▶ Artikel
Traditionelles Handwerk in der Region

  28.11.2024 Reportagen

Drechsler, ein überdurchschnittlich vielseitiger Beruf in der Kontroverse zwischen Kunsthandwerk und Produktion.

Mitten im Lerchenfeld-Quartier in Thun verrät ein weisses Schild an der Strasse, dass sich hier ein ganz besonderes Gewerbe unauffällig zwischen den Wohnhäusern eingefügt hat. Die Türe steht offen und schon beim Eintreten überkommt mich der Reflex, tief einzuatmen. Betörend hölzerner Duft in einer Intensität, wie er nirgendwo sonst zu finden ist, umhüllt mich. Mit kleinen Schritten bewege ich mich in die dicht belegte und knapp beleuchtete Werkstatt. Der Boden fühlt sich rutschig an. Ausnahmslos jede Oberfläche ist mit einer leichten Holzstaubschicht bedeckt und lädt ein, mit dem Finger darin zu zeichnen.

Ein junger Mann mit langem, dichtem Bart und gewinnendem Lächeln, begrüsst mich und heisst mich in der Drechslerei Bruni AG willkommen. Jan führt den Betrieb in dritter Generation. Als sein Grossvater vor 1960 von Oberstocken herkommend, eine Betriebsbewilligung in Thun beantragte, wurde diese mit der Begründung erteilt, dass der Betrieb neben den sechs bestehenden Drechsler-Unternehmen ohnehin bald eingehen werde. Jan bläst sich mit Druckluft die Holzspäne aus der Kleidung. Heute ist es die einzige Drechsler-Werkstatt in der Region. Während er seinen Mitarbeitenden den eidgenössisch diplomierten Drechslermeister Fredi vorstellt, schweift mein Blick über eine erhebliche Menge aufgetürmter Bestattungsurnen. Ein regelmässiges und dadurch massgeblich wichtiges Geschäft. Nicht ohne Stolz erklärt er, dass er genau wisse, in welchem Wald das Holz dafür gewonnen wird. Langjährige Partnerschaften in der Beschaffung des Rohstoffs seien elementar wichtig.

▶ Aufgabe
Wiederhole aus der Reportage über die Drechslerei den Abschnitt wortgetreu, beginnend mit „Traditionelles Handwerk in“ und weiter bis einschließlich „darin zu zeichnen.“. Das Material spielt hierfür keine Rolle.

Gespeicherte Einträge aus einer Sammlung:
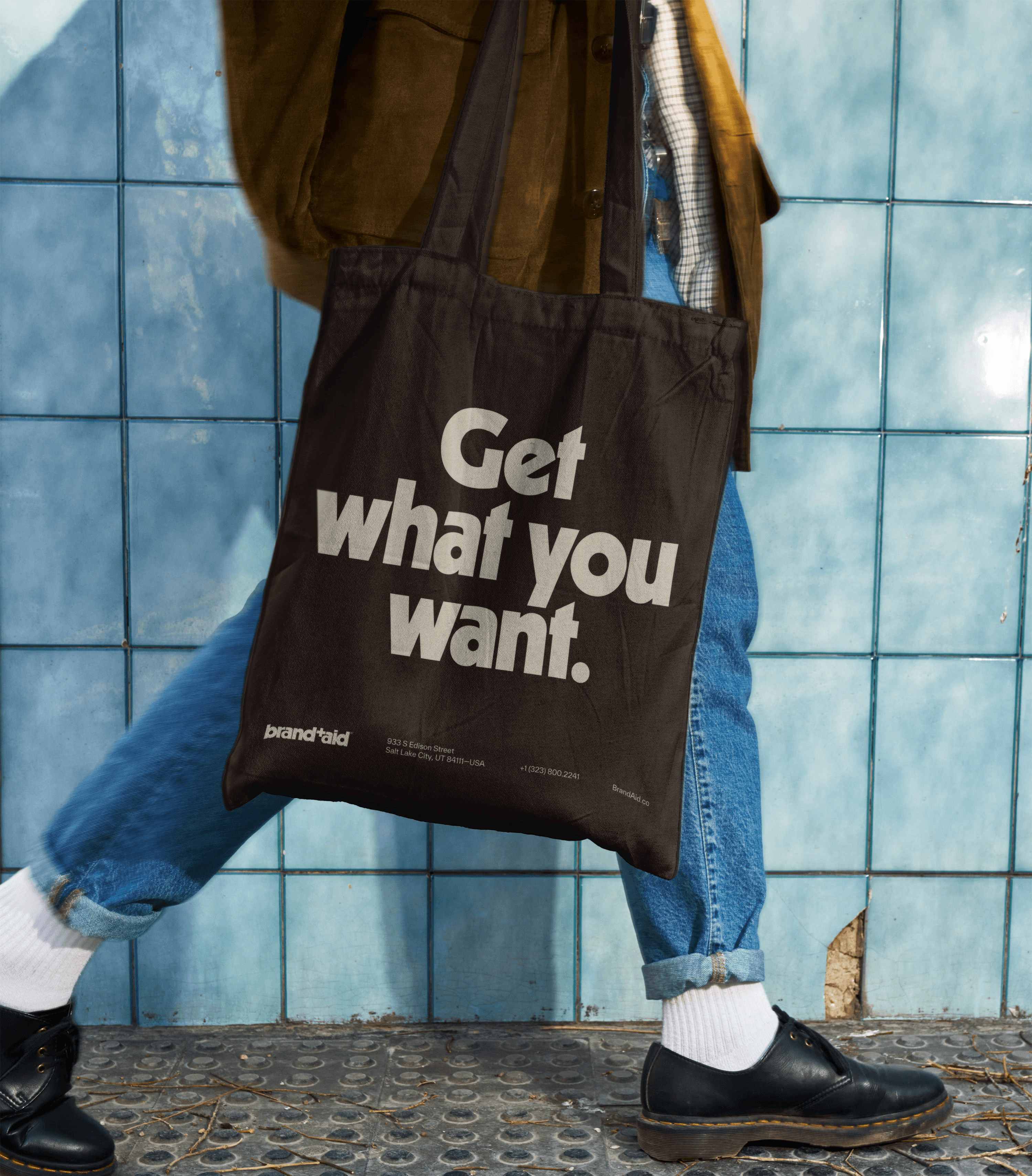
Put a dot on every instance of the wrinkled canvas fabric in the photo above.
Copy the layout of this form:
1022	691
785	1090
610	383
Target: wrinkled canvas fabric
489	580
342	116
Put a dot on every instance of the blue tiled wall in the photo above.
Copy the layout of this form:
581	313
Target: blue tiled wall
150	382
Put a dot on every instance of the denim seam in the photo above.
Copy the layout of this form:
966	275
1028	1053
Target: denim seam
713	924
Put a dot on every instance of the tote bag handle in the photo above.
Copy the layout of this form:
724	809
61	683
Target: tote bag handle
463	216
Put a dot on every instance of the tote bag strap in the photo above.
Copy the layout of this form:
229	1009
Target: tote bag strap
463	216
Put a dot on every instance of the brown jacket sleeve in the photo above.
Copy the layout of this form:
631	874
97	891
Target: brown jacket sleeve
342	117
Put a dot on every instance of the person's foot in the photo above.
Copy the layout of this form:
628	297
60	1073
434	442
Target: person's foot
802	1091
42	1129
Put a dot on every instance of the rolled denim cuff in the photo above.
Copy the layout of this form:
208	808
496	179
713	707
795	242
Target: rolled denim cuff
666	979
83	914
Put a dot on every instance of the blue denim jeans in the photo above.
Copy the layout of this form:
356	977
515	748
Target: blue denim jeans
148	828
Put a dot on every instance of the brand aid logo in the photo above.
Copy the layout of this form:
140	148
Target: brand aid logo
338	739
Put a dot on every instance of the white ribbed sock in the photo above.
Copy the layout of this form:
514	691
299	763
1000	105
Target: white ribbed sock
41	957
725	1026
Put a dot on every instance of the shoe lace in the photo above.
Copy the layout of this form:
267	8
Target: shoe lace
57	1046
813	1039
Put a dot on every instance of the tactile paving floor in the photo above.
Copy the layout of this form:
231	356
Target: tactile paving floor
514	1099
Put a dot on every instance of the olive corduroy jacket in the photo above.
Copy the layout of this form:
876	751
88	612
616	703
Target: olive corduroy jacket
342	112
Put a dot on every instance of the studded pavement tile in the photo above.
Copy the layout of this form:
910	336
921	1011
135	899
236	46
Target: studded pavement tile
509	1100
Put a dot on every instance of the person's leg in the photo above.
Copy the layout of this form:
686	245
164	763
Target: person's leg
698	932
142	833
148	828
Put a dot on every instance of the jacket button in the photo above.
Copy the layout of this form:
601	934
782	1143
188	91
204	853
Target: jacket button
592	204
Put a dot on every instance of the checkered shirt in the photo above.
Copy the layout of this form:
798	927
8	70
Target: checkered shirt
677	120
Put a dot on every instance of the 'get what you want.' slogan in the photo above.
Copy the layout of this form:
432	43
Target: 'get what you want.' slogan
483	640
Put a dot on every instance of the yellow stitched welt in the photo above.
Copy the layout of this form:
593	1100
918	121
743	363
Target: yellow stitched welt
797	1122
65	1172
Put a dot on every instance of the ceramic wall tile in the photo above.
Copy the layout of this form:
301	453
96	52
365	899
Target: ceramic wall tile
289	435
965	101
104	993
951	518
356	948
199	312
202	518
824	124
503	948
813	718
176	123
958	328
935	947
58	115
59	299
1020	971
153	670
1023	818
62	577
593	858
611	983
943	764
335	837
62	711
215	960
728	18
824	289
811	506
482	850
800	919
299	326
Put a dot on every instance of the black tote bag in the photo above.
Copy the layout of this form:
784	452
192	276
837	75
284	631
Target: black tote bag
487	583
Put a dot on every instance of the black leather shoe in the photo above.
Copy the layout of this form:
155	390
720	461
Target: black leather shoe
802	1091
42	1129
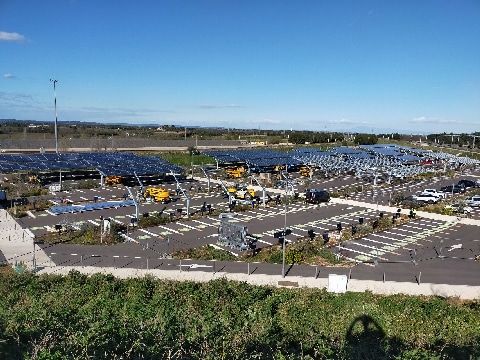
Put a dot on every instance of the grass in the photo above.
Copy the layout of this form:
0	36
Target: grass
183	158
206	252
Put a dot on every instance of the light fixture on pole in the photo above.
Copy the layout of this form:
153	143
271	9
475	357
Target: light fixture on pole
56	115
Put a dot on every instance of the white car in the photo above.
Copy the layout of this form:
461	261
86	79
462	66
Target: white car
435	193
427	198
459	208
473	201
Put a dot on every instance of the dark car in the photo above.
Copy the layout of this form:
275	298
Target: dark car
316	196
467	183
455	189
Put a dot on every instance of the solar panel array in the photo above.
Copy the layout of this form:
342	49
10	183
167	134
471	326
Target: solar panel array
70	209
254	158
107	163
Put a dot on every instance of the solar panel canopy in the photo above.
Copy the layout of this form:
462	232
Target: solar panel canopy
264	158
106	163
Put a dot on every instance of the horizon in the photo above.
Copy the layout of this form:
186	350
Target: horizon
368	65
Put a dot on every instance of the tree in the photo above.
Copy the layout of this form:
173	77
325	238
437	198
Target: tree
366	139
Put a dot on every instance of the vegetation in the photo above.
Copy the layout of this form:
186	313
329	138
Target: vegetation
366	139
300	252
101	317
206	252
186	158
314	137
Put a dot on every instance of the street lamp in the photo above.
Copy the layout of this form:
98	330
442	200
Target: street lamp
284	231
56	115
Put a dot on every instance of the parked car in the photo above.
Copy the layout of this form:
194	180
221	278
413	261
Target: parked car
426	198
473	201
315	196
435	193
455	189
468	183
459	208
408	202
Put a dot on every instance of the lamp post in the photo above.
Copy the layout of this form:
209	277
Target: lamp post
284	231
56	114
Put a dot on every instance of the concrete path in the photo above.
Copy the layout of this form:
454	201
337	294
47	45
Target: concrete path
377	287
17	244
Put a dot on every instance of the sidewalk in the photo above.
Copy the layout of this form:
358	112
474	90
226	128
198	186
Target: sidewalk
377	287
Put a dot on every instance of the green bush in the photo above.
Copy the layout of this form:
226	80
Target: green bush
101	317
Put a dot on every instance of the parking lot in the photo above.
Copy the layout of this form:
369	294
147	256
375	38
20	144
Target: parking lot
415	250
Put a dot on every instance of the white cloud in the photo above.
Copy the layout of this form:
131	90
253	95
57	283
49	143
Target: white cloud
344	121
227	106
271	121
429	120
15	37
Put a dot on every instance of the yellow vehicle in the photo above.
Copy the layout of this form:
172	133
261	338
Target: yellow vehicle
158	194
113	180
236	172
242	192
32	179
305	171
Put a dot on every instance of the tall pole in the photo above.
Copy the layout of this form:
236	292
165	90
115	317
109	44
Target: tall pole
284	232
56	115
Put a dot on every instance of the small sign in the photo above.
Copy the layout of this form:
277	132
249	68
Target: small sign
337	283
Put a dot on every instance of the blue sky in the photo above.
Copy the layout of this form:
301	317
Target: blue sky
325	65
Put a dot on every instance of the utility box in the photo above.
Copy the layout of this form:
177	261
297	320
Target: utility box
234	235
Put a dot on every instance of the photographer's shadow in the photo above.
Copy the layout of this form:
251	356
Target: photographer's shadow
366	339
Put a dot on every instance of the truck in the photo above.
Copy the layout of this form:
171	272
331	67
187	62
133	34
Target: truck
316	196
426	198
241	192
434	192
160	195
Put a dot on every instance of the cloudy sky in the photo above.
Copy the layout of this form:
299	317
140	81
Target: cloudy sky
412	66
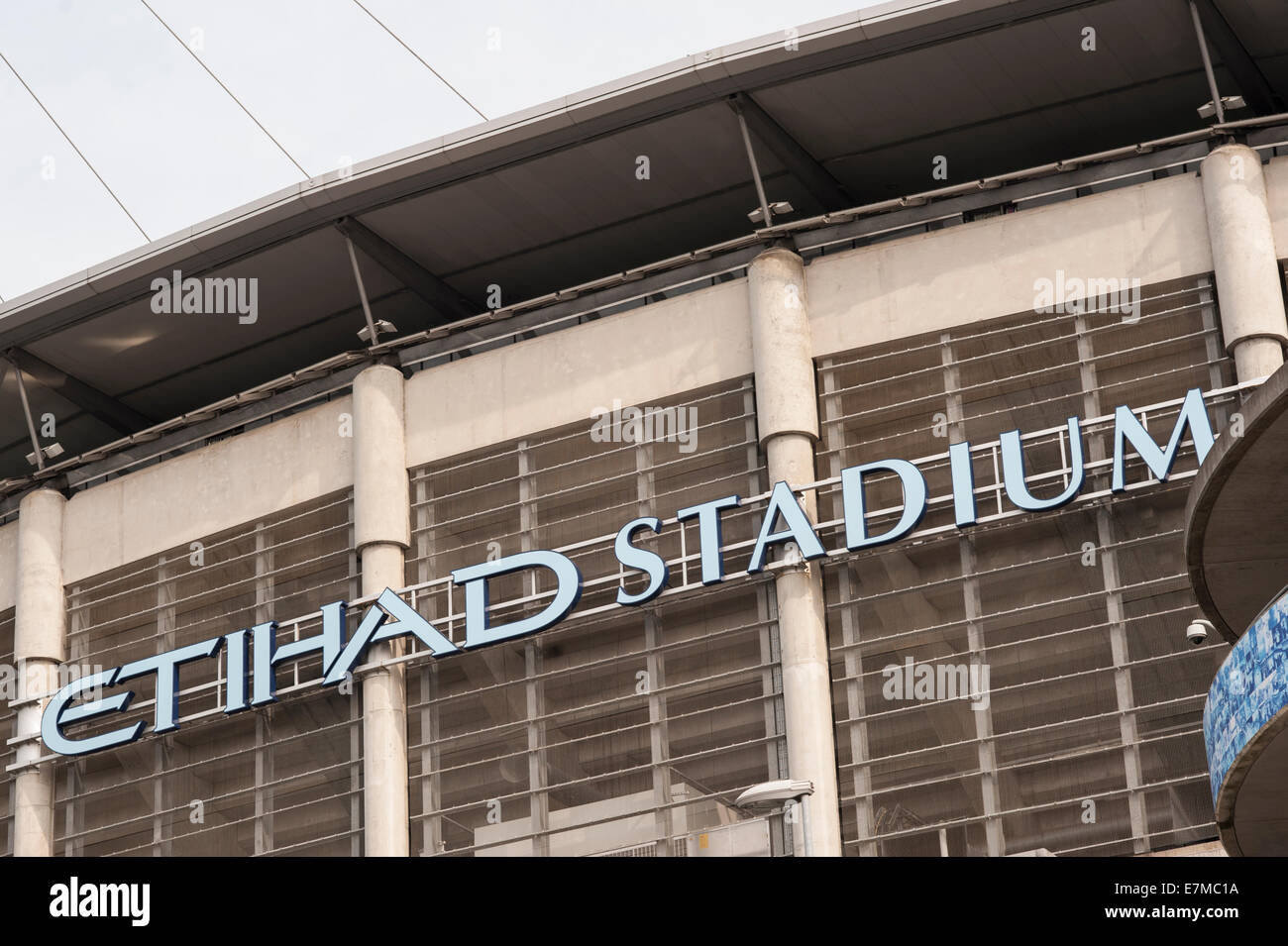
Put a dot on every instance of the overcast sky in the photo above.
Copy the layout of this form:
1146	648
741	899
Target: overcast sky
320	75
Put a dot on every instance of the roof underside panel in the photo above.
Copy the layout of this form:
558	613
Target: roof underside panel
557	198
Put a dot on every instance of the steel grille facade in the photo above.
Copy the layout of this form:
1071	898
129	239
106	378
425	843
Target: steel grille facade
621	731
282	779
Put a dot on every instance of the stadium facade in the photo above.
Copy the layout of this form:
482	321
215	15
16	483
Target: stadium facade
962	619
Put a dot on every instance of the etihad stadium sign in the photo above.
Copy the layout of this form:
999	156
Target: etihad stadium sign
252	656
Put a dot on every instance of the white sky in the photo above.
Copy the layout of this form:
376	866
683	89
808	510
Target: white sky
320	75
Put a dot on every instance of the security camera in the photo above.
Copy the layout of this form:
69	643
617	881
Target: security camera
1198	631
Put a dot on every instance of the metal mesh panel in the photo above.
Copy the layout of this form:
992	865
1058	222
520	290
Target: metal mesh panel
626	731
281	779
1086	734
8	717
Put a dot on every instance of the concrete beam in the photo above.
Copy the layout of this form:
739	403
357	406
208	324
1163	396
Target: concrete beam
447	302
822	185
89	399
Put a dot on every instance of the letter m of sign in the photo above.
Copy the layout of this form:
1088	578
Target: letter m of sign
1127	429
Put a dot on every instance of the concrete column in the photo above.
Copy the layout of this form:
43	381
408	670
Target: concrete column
381	521
1244	259
39	648
787	421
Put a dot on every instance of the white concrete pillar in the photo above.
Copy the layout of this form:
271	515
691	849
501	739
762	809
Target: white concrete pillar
787	424
39	648
1244	259
381	524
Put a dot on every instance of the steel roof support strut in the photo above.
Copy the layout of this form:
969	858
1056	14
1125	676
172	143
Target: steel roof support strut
362	293
755	168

▶ Antwort
Traditionelles Handwerk in der Region

  28.11.2024 Reportagen

Drechsler, ein überdurchschnittlich vielseitiger Beruf in der Kontroverse zwischen Kunsthandwerk und Produktion.

Mitten im Lerchenfeld-Quartier in Thun verrät ein weisses Schild an der Strasse, dass sich hier ein ganz besonderes Gewerbe unauffällig zwischen den Wohnhäusern eingefügt hat. Die Türe steht offen und schon beim Eintreten überkommt mich der Reflex, tief einzuatmen. Betörend hölzerner Duft in einer Intensität, wie er nirgendwo sonst zu finden ist, umhüllt mich. Mit kleinen Schritten bewege ich mich in die dicht belegte und knapp beleuchtete Werkstatt. Der Boden fühlt sich rutschig an. Ausnahmslos jede Oberfläche ist mit einer leichten Holzstaubschicht bedeckt und lädt ein, mit dem Finger darin zu zeichnen.